--- 課題 1 ---
以下の本文に基づき、次の問いに答えてください。
(a) 「グミ編」は何年に刊行されましたか。
(b) 筆者は3部作をどれほどの期間で読み終えましたか。
(c) 2部と3部の刊行の間は何年空いていますか。

--- 本文 ---
....................
グミ・チョコレート・パイン3
大槻ケンヂの小説「グミ・チョコレート・パイン」の「パイン編」を読了。わずか1週間足らずで3部作を読んでしまったことになる。
豪華な料理を一気にかきこんだ気分。味わいたいと思いつつも箸が止められないわけですよ。いや、面白かった。
多分わかりにくくなるけど、なるべくネタバレしない方向でこの作品の魅力を書いてみよう。
「グミ編」は93年、「チョコ編」は95年、「パイン編」は2003年に刊行。なんと2部と3部の間には8年も間があるのだ。それだけの時間ネタを熟成させていたせいか、「パイン編」は2部までと少し違ったおもむきを感じる。
....................
--- 課題 2 ---
下に続く行のうち、「segment」という文字列を含む行はいくつありますか。数のみを答えてください。
....................
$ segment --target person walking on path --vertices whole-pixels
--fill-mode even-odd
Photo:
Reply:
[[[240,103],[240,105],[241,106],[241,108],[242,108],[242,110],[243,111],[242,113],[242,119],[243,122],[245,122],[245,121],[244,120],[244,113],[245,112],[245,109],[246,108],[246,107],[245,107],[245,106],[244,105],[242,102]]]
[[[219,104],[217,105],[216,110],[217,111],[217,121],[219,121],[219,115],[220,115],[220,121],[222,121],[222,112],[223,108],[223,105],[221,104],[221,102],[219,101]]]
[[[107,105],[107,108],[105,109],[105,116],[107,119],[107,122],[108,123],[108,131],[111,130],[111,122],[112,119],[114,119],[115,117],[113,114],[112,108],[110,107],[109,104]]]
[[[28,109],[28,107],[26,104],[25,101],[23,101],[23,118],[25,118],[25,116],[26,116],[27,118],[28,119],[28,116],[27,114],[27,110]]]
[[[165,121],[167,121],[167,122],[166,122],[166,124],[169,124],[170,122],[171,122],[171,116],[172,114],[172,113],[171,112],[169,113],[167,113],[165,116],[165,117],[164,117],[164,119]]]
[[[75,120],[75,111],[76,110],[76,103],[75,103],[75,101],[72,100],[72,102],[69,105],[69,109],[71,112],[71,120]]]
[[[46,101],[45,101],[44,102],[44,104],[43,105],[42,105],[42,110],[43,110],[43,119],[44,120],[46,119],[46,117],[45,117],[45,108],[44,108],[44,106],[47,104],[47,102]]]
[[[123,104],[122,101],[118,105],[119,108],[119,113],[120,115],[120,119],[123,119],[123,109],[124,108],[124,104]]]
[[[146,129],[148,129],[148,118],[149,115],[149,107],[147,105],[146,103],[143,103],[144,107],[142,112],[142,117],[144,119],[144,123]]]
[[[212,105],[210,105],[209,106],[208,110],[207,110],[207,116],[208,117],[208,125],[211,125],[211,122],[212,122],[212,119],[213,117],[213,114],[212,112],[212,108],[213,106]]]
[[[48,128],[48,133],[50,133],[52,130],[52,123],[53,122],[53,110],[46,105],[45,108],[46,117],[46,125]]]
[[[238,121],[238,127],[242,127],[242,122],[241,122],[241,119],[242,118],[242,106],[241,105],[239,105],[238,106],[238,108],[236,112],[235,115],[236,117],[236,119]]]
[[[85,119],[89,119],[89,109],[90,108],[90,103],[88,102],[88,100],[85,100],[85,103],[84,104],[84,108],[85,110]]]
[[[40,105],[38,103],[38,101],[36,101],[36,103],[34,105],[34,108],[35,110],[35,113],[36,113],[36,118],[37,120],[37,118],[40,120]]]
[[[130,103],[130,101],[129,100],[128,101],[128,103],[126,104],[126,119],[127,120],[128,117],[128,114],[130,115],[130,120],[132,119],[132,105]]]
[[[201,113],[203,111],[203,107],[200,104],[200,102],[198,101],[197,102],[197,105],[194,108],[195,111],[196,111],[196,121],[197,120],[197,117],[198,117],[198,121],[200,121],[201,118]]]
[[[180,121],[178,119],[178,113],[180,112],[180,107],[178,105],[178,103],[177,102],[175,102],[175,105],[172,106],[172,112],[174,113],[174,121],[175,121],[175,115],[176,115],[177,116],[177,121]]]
....................
--- 課題の解答 1 ---
(a) 93年
(b) 1週間足らず
(c) 8年

--- 課題の解答 2 ---
1